* _Aim of the exercise_
From the entries below, return exactly the lines beginning at the one that contains "Query: window with white frame" and ending at the one that contains "The component shall mark a point on the man", both of them included, and only those lines.

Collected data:
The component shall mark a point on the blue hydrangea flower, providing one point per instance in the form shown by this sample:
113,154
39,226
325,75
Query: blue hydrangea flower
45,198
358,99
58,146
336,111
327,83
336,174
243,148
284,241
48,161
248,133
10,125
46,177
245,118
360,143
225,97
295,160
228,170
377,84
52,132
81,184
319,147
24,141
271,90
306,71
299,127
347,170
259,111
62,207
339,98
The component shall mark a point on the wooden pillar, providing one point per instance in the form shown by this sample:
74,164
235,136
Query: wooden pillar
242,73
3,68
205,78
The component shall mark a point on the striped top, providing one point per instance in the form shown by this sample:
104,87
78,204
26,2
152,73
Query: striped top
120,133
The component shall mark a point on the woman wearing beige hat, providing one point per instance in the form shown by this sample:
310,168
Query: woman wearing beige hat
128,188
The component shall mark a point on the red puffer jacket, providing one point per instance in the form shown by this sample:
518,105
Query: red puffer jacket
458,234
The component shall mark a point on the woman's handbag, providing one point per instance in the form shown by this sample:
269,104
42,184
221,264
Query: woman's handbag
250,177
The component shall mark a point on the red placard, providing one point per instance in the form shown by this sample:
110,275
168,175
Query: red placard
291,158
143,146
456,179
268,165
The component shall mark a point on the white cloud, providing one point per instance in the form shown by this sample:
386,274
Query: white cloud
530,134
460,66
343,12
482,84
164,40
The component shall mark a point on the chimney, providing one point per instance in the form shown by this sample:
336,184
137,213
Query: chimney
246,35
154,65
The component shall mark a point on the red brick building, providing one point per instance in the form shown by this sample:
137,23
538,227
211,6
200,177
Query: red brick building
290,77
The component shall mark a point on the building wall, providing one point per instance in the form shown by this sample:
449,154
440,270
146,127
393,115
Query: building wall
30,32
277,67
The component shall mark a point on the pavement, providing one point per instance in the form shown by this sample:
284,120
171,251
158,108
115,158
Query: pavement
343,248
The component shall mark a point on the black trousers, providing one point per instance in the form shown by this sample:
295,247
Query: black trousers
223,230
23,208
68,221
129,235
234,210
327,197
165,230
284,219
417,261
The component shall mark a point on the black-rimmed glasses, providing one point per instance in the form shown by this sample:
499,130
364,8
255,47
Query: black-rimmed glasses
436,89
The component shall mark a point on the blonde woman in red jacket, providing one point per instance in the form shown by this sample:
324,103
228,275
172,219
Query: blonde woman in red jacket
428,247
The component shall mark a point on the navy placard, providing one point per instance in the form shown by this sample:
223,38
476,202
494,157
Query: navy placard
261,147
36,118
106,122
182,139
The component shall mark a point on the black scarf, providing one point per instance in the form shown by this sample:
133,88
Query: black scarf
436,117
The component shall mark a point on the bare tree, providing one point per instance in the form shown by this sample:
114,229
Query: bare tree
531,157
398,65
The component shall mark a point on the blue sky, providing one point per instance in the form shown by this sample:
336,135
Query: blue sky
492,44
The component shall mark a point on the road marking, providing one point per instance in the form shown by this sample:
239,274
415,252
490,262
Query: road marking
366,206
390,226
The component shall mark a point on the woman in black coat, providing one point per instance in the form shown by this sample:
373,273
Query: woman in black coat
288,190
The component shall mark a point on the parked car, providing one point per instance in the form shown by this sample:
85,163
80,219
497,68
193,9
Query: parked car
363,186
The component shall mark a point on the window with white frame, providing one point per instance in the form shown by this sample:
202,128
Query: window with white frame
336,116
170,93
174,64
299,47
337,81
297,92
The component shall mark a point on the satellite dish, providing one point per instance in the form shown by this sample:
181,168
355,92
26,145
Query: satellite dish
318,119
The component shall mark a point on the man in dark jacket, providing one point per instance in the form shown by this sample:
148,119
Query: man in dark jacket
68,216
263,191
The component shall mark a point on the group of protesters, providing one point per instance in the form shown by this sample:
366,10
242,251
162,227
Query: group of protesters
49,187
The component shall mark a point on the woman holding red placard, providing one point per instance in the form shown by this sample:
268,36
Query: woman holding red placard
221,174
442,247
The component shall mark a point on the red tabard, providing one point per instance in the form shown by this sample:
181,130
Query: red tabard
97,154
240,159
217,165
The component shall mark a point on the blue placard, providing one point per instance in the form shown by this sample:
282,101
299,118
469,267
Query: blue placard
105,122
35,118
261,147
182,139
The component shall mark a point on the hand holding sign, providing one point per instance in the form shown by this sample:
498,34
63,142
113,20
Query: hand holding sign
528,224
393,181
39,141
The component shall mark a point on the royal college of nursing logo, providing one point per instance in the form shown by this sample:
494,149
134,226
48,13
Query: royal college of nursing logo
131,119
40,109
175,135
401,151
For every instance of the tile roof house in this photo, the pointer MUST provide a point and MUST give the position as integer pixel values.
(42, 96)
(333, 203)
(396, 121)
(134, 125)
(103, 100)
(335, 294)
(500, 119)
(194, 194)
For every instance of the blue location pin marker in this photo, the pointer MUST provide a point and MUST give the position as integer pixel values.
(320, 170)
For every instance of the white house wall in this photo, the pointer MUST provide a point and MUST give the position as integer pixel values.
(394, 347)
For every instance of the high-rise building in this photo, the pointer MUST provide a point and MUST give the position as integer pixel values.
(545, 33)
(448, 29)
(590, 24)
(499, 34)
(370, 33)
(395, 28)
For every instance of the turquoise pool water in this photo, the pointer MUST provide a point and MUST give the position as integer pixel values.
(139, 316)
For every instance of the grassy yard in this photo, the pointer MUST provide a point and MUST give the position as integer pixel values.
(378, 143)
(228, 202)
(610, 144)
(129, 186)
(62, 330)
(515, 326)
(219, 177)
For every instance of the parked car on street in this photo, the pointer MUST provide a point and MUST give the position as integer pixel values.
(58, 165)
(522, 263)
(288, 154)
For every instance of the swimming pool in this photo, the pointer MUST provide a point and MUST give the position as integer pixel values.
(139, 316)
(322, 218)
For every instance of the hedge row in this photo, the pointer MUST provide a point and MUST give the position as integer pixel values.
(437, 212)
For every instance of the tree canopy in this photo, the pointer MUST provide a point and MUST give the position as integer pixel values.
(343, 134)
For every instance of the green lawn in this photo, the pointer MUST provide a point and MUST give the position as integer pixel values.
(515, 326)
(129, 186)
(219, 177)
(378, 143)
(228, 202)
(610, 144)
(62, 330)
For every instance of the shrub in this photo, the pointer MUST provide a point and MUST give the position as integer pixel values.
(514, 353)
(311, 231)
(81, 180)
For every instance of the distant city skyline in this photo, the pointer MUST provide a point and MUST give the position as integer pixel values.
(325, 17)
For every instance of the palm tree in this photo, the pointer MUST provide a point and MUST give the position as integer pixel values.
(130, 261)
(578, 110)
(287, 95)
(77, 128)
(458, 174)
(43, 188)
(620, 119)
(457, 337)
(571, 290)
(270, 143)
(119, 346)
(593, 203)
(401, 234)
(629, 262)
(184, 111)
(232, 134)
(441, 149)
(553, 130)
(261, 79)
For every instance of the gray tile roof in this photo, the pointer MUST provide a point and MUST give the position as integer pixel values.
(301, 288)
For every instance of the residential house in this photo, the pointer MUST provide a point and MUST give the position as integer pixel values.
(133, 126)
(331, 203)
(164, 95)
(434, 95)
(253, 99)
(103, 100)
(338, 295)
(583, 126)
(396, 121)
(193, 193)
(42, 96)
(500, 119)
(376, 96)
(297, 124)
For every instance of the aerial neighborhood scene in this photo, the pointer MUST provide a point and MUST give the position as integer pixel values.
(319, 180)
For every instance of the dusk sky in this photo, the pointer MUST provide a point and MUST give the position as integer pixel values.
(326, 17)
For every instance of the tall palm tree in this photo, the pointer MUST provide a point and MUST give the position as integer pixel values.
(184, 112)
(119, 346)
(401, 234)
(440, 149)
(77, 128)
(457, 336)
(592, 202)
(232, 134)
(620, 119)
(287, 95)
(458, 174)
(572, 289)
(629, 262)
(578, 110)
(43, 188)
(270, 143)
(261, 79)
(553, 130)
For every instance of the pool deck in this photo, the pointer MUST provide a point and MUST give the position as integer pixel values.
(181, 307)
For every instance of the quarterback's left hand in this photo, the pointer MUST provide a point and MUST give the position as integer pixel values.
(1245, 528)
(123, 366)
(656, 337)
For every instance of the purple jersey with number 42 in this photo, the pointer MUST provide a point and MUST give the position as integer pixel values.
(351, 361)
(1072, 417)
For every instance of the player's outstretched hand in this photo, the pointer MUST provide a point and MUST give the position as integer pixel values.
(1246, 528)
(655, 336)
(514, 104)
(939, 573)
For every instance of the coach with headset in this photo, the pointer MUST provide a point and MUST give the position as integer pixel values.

* _Answer space_
Query: window with white frame
336,116
170,93
174,64
299,47
337,81
297,92
The component shall mark a point on the satellite dish, providing one point per instance in the form shown by this sample:
181,168
355,92
26,145
Query: satellite dish
318,119
The component shall mark a point on the man in dark jacket, providing one point per instance in the form shown by this sample:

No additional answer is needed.